**DOCUMENT SEGMENT:**

Developments in technology, climate and the ever-changing digital landscape constantly force our food preferences to evolve. With this come trends like poke and fads like crazy milkshakes. This past year, we saw a ton of veggie focused restaurants pop-up paired with the introduction of genetically modified meats on both a retail and wholesale level. Looking ahead, we can expect coconut to emerge as the hottest superfood, an influx of Nordic fare and a lot more cauliflower. Okay, I’m not giving anything else away! Read about some of my predictions for 2017 here:
1) Influx of Nordic Cuisine:
We were introduced to approachable Nordic cuisine this year when Claus Meyer made his way to New York with the opening of Agern and The Great Northern Food Hall in Times Square, paving the way for other chefs to introduce “new Nordic fare” to the scene with restaurants like N’eat and Aska. The influx of Nordic fare also plays in nicely with the current obsession with pickling and fermentation that’s become a hit at vegetable focused restaurants. Lookout for more of this in the new year.
2) More Veggies Where That Came From:
Speaking of vegetables, it’s clear that this obsession isn’t going anywhere. We saw a lot of unique vegetarian entrées this year as chefs experimented with whole roasting, dehydrating and pickling vegetables for different flavor notes. With the decline of kale (finally), it looks like cauliflower is merging as the next big veggie of 2017. Key indicators include hot dishes like the Cauliflower Buns at Nix, Colonel Tso’s Cauliflower at Babu Ji and the Cauliflower Cous Cous at Two Hands Restaurant & Bar, to name a few.
3) The Middle Man, Quick-Casual Dining:
While fast-casual has become main stream across the US, the east coast is lagging on what’s become known quick-casual dining; a trendy in-between dining option that allows customers to order at a counter and receive waiter service. The trend has been quite popular in LA in for awhile now (I.E Sqirl, Republique) and we’re just starting to see restaurants adopt this method in NYC at spots like Pondicherri, By Chloe and El Rey. In addition to more fast-causal concepts–especially with the recent poke craze–we will definitely see more quick-casual dining options in 2017.
4) Faux foods
The over-saturated delivery market aside, tech made huge waves in the food space this year, particularly in terms of the production of food. David Chang was the first to take the plunge in the restaurant space with the “Impossible Burger” at Momofuku Nishi, a genetically modified burger that bleeds yet contains no meat. Beyond Meat and Impossible Foods are two companies we can expect to hear more from in 2017, especially as big Fortune 500 companies begin to invest.
5) Coco for Coconuts: The Next Big Superfood
Açaí, quinoa, kombucha, matcha and coconut; all superfoods that have dominated the health food scene, with coconut quickly rising to the top. Coconut beverages have been around for awhile, but we’ve increasingly seen coconut being used as both a cooking substitute and snacking item: dried coconut chips, coconut milk, coconut flour and coconut ice cream to name a few. In the restaurant space, we’ve already begun to see unique combinations like coconut ash ice cream and vegan coconut bread and pastries.

**EXERCISES:**
1: Reproduce the food trends piece word for word between "5) Coco for" and "bread and pastries.", inclusive.
2: Which superfoods does the food trends piece list in the sentence that begins "Açaí, quinoa"? Give all of them.
The lines that follow are separate from the food trends piece.

**ENTRIES SUPPLIED:**
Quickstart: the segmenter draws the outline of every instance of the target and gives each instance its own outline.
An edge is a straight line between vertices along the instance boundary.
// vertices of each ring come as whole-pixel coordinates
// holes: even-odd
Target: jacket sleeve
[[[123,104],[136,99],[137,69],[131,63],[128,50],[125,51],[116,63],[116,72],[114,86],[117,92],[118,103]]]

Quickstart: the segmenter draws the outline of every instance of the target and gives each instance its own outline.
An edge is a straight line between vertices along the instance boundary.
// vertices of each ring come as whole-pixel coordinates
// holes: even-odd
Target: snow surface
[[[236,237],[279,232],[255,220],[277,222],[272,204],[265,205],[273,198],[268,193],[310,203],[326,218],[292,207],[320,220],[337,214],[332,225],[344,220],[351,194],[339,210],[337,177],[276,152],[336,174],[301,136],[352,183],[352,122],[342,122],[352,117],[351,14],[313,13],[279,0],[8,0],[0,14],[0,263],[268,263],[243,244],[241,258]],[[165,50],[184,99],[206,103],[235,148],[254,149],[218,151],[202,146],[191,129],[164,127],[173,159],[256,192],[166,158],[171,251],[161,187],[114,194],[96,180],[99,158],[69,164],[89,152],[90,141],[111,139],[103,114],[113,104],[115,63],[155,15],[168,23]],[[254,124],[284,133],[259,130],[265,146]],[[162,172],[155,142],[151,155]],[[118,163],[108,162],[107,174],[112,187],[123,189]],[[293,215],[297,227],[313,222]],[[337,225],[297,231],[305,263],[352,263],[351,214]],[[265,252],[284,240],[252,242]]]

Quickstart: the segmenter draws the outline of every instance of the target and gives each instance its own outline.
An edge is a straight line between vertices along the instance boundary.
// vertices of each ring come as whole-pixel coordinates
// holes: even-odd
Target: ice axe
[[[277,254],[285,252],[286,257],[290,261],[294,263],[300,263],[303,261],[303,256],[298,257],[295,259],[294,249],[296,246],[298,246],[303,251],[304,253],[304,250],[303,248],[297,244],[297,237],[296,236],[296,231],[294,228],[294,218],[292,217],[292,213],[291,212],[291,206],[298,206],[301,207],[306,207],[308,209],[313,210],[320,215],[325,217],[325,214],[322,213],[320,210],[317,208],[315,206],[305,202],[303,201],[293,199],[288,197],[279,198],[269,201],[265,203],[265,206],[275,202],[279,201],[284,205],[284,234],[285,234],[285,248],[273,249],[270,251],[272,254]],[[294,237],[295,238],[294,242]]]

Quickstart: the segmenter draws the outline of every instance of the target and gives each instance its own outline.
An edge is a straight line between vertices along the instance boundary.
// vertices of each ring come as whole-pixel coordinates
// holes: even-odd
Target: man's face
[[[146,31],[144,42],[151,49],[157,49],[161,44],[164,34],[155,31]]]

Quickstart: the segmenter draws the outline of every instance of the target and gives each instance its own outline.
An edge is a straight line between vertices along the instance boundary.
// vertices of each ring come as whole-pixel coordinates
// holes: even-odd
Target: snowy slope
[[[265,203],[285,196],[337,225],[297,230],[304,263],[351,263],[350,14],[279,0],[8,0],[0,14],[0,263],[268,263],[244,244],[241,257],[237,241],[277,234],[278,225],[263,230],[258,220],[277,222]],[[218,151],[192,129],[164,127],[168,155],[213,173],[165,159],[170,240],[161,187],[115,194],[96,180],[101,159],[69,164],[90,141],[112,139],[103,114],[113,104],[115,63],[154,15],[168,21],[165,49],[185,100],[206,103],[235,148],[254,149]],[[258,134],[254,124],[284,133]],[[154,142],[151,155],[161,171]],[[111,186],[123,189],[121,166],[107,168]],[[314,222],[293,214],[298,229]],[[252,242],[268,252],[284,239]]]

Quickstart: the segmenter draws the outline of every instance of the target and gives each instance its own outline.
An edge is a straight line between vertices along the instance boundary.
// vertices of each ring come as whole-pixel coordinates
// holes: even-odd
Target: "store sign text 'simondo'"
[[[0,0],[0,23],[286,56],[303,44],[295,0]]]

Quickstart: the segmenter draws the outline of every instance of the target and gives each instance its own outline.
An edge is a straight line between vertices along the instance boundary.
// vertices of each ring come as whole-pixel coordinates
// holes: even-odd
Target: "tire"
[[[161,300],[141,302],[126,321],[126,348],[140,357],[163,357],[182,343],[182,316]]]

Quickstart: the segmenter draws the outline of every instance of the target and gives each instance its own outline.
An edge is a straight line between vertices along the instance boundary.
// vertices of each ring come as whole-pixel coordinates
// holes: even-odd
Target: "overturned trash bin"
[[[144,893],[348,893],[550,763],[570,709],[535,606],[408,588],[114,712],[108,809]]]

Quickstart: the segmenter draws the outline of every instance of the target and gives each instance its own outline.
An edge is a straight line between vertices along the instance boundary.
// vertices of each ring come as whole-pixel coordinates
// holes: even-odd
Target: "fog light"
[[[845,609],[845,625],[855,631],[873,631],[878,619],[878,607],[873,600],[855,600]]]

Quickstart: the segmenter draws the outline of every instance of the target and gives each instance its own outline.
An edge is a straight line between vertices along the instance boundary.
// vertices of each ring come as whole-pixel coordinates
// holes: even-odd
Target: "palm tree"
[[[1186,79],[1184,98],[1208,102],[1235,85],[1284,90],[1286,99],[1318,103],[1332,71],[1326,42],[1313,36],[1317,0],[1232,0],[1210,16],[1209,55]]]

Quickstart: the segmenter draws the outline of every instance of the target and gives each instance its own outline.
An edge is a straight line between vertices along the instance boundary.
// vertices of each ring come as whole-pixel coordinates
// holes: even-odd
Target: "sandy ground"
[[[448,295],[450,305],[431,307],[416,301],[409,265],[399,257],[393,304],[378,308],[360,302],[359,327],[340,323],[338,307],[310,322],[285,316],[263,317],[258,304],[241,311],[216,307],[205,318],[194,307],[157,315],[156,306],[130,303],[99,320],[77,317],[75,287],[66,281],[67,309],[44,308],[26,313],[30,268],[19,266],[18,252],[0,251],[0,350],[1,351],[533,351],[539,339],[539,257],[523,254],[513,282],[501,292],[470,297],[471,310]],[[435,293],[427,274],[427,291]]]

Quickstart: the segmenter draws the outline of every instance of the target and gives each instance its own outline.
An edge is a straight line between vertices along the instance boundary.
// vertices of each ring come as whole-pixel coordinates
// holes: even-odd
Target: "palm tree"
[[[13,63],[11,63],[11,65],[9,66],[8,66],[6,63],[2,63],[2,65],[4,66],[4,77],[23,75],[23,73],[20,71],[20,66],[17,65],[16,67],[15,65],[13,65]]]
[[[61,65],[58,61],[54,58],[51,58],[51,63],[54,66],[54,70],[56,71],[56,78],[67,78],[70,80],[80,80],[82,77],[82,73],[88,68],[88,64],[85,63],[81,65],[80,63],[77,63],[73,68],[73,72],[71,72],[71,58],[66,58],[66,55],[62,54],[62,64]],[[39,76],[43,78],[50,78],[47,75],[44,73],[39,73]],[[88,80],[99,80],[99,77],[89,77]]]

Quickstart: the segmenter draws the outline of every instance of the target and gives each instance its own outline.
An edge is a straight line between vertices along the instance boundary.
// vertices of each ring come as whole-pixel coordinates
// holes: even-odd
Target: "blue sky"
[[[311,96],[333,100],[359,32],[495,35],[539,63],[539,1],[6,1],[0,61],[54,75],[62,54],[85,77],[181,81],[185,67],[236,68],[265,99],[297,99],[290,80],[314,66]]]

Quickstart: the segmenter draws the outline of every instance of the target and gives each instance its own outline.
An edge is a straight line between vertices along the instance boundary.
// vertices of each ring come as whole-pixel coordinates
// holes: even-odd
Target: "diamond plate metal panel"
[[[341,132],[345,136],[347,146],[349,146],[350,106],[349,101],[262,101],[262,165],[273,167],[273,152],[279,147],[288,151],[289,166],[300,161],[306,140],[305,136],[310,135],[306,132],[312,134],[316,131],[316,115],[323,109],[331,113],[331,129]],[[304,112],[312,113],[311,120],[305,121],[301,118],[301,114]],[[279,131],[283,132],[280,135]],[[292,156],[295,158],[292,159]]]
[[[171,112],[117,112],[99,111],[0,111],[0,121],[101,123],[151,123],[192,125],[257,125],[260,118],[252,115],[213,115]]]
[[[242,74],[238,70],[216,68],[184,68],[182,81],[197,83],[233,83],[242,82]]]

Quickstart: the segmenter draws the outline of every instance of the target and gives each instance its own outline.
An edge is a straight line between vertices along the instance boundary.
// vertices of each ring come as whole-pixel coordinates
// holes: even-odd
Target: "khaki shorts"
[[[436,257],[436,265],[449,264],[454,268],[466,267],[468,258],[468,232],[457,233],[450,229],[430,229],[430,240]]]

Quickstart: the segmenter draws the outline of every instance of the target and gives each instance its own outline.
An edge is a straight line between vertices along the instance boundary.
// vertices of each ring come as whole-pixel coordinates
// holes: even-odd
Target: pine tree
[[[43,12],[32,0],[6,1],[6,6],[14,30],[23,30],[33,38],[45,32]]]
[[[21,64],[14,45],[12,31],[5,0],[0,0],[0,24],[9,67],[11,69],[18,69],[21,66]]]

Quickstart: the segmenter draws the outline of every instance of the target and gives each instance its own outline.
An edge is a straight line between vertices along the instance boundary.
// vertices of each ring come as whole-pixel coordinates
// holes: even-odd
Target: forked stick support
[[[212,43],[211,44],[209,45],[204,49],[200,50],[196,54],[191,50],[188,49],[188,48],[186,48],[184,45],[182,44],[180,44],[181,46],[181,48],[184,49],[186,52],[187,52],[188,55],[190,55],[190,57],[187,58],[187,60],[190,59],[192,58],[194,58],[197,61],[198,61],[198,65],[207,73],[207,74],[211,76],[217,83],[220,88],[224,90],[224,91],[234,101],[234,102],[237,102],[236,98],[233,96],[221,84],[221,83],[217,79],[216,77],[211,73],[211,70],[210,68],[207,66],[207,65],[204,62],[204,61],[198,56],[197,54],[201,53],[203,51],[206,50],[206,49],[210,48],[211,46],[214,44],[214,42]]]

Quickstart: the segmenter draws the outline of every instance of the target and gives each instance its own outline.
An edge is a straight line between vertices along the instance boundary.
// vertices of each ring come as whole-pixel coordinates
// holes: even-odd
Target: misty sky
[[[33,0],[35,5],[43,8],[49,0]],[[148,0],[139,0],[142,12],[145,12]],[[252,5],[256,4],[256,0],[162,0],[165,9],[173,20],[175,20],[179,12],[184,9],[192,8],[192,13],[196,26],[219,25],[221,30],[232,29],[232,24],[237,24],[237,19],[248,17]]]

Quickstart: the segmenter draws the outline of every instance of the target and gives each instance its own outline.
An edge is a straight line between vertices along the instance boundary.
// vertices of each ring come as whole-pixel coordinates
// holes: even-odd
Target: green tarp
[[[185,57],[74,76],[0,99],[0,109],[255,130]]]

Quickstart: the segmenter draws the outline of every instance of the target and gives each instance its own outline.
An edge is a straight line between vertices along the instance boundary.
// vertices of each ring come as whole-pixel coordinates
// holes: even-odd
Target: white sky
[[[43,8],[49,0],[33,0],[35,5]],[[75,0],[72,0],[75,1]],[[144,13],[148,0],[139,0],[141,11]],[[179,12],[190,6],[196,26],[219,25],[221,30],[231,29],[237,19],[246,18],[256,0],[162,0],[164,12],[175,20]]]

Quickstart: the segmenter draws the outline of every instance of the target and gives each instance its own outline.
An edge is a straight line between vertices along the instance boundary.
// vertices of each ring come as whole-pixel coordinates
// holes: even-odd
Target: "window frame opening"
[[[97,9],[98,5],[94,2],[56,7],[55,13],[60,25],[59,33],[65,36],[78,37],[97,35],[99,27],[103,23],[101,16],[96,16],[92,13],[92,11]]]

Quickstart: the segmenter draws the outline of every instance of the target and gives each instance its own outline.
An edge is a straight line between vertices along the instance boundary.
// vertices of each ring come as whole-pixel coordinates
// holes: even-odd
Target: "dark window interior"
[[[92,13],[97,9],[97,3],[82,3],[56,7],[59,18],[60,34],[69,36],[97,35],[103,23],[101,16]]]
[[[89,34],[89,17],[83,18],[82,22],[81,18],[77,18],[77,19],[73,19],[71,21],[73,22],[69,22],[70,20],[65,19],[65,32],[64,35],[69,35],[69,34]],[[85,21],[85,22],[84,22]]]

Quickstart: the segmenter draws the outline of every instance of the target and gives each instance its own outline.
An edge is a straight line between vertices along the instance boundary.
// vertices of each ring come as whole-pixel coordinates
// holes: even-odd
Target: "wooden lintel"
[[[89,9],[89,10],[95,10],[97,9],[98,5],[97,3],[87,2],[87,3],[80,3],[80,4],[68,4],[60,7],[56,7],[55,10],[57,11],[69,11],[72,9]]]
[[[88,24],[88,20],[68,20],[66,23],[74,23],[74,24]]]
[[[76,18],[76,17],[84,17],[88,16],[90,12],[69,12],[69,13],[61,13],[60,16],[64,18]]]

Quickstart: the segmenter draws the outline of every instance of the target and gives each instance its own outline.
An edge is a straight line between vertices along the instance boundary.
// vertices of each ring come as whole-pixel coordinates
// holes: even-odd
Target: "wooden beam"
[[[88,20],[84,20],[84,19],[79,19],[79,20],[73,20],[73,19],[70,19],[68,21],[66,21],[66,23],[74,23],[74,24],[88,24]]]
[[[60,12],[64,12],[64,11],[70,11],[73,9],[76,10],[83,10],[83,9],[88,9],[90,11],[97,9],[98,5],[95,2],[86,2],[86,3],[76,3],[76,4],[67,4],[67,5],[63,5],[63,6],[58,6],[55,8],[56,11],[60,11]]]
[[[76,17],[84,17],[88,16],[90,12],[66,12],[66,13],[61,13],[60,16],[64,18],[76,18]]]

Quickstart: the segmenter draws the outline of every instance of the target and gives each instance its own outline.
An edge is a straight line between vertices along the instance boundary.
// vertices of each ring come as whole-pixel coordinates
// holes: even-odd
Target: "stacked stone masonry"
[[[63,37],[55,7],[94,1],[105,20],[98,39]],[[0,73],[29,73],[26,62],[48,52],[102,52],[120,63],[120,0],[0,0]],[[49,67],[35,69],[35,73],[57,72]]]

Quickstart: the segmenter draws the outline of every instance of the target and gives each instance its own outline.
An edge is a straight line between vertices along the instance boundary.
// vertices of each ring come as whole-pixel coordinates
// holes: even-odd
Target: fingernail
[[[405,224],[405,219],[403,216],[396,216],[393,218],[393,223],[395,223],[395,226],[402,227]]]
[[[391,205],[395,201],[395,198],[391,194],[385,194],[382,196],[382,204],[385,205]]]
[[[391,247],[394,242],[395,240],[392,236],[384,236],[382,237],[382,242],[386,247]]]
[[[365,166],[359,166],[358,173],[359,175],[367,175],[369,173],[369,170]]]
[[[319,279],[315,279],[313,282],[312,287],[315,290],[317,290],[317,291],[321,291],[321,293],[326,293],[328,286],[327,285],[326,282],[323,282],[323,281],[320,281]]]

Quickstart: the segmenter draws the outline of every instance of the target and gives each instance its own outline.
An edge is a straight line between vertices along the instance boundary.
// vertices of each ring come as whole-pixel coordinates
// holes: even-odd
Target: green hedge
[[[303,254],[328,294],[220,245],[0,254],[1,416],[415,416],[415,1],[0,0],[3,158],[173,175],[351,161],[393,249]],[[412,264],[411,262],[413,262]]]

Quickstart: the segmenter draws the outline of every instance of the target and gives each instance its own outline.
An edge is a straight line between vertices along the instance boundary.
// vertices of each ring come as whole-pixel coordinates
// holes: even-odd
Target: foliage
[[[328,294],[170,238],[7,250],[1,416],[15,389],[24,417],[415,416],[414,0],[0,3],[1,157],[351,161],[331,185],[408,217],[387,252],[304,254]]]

**EXERCISE RESULTS:**
1:
5) Coco for Coconuts: The Next Big Superfood
Açaí, quinoa, kombucha, matcha and coconut; all superfoods that have dominated the health food scene, with coconut quickly rising to the top. Coconut beverages have been around for awhile, but we’ve increasingly seen coconut being used as both a cooking substitute and snacking item: dried coconut chips, coconut milk, coconut flour and coconut ice cream to name a few. In the restaurant space, we’ve already begun to see unique combinations like coconut ash ice cream and vegan coconut bread and pastries.

2: Açaí, quinoa, kombucha, matcha, coconut